__Extracted text__
┄┄┄┄┄┄┄┄┄┄┄┄┄┄┄┄┄┄┄┄
‘Rural Safeguard’ Funding Needs Extension, Advocates Say
Published by Home Health Care News
By Amy Baxter
April 26, 2017
A 3% cost bump provided by Medicare that helps pay for the added expense of providing home health care services to those in rural areas should be extended, according to The Partnership for Quality Home Healthcare.
The 3% Medicare payment, known as the “rural safeguard,” has been an add-on payment to home health providers operating in rural communities since Congress approved it 2000. The safeguard is currently set to expire on December 31, 2017, if Congress does not extend it.
The additional 3% payment is necessary to cover the additional transportation and staffing costs to deliver home care services in remote locations, advocates say.
“The disadvantages of the vulnerable rural patient population and the challenges they face when compared to their urban counterparts demonstrate the critical importance of ensuring the availability of home health in underserved, rural communities across America,” Keith Myers, chairman of the Partnership for Quality Home Healthcare and CEO of home health provider LHC Group (Nasdaq: LHCG), said in a statement. “Without access to home health, patients will end up receiving more emergent care in more expensive care settings, diving up costs and risking patient health.”
Overall, providing home health services to rural beneficiaries is more costly—about 36% higher than in non-rural communities, according to a recent study by Ability. Per episode, total travel costs on average cost $229 for a rural beneficiary compared to $168 for a non-rural counterpart.
Mediare beneficiaries living in rural areas are less likely to have access to and utilize home health care services. In 2014, rural beneficiaries were 15% less likely to receive these services than urban counterparts, according to an analysis by The Moran Company. By comparison, this rural group received fewer episodes of care per 100 beneficiaries in 2014. These patients live more than twice as far from their doctor and nearly twice as far from the nearest hospital compared to beneficiaries in an urban setting, according to The Moran Company.
┄┄┄┄┄┄┄┄┄┄┄┄┄┄┄┄┄┄┄┄
__Dataset entries__
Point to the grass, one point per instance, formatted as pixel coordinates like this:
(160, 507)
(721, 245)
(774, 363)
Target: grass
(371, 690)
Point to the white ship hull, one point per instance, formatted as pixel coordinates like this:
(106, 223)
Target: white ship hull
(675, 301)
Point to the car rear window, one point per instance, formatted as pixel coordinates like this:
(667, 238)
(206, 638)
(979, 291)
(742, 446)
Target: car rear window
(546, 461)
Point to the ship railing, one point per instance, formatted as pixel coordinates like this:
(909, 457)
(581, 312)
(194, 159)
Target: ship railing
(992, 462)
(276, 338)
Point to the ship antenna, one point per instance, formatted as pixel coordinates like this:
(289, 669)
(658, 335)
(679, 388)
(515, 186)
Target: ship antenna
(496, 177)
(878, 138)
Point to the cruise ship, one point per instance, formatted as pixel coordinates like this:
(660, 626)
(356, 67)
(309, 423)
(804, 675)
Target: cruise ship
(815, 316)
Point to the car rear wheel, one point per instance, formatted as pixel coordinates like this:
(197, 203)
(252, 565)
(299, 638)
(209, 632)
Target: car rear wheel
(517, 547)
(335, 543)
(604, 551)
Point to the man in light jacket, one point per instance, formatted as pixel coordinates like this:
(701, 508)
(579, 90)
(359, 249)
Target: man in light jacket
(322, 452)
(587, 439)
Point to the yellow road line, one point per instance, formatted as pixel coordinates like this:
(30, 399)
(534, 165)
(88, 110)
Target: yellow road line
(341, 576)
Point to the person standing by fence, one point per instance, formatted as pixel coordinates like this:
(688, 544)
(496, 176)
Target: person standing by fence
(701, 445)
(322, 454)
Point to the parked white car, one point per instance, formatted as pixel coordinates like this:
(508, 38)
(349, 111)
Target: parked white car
┄┄┄┄┄┄┄┄┄┄┄┄┄┄┄┄┄┄┄┄
__Directions for this task__
List each distinct percentage figure in the rural home health article, with what it measures. Work only from the rural home health article above.

__Answer box__
- 3%: the Medicare add-on payment, the "rural safeguard," for home health providers in rural communities
- 36%: how much more costly it is to provide home health services to rural beneficiaries than in non-rural communities
- 15%: how much less likely rural beneficiaries were than urban counterparts to receive home health services in 2014